May 18, 2020
This piece from the Institute for Patient Access gives excellent insight into the massive effects, both positive and negative, the COVID-19 crisis has had on clinical trials. Although in many cases, resources have been diverted to focus on finding a treatment and possible vaccine for the virus, it is quite possible that an increased awareness of the importance and necessity of clinical trials has been realized across the country and the world.
This year’s Clinical Trials Awareness Week falls squarely in the midst of the COVID-19 pandemic. The week’s theme, “Clinical Trials During a National Public Health Emergency,” explores how the coronavirus demands and, in some cases, also disrupts clinical research. It also prompts an important underlying question: Once the pandemic subsides, will the public retain a greater awareness and appreciation of clinical trials?
Clinical Trials & the Coronavirus
More than 100 potential novel coronavirus vaccines are being developed by research teams around the globe. In the United States, pharmaceutical companies, university researchers and government agencies are working together to find a vaccine. Meanwhile, the FDA recently approved existing drug remdesivir for emergency use in treating people infected with COVID-19.

### TO DO
Rewrite the passage of the clinical trials piece from "Clinical Trials &" to "infected with COVID-19.", switching "pharmaceutical companies" to "drug manufacturers".

### RECORD EXCERPTS

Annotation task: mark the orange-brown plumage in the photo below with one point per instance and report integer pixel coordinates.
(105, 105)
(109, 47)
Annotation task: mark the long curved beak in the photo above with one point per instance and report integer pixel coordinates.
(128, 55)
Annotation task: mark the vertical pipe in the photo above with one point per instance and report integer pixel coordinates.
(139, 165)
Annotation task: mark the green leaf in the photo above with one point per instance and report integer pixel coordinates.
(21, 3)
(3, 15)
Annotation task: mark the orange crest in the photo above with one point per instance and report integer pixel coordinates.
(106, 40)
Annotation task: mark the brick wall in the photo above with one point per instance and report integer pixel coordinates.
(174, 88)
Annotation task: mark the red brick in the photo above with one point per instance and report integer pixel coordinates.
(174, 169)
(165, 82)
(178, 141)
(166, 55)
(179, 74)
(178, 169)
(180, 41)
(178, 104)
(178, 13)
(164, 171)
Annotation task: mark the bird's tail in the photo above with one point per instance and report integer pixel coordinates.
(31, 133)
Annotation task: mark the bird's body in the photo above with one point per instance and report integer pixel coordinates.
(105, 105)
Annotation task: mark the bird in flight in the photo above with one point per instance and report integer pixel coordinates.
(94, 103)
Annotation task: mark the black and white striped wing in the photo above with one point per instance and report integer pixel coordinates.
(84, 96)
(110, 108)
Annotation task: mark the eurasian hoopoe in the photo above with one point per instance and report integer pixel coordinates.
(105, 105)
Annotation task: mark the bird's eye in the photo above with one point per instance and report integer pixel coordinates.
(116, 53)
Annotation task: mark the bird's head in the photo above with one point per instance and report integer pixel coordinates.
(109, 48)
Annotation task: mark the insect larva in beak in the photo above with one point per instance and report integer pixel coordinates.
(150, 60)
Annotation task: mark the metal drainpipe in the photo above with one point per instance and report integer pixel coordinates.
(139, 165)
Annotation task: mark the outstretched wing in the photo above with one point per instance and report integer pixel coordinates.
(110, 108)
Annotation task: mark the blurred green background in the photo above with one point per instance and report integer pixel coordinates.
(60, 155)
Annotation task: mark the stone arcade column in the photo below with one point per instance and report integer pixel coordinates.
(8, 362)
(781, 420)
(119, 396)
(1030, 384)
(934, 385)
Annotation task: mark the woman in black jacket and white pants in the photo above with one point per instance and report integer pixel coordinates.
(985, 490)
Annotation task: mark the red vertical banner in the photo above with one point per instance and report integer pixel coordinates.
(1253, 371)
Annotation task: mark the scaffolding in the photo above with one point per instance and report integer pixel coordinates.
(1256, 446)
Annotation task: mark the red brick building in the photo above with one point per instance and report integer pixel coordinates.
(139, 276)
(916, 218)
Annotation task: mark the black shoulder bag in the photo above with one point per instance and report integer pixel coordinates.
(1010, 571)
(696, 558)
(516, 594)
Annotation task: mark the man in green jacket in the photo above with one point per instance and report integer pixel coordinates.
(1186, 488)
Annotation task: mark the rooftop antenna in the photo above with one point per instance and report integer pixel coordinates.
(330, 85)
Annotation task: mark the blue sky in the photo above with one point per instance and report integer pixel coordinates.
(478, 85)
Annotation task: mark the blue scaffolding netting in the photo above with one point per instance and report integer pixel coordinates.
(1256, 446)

### WRITTEN SOLUTION
Clinical Trials & the Coronavirus
More than 100 potential novel coronavirus vaccines are being developed by research teams around the globe. In the United States, drug manufacturers, university researchers and government agencies are working together to find a vaccine. Meanwhile, the FDA recently approved existing drug remdesivir for emergency use in treating people infected with COVID-19.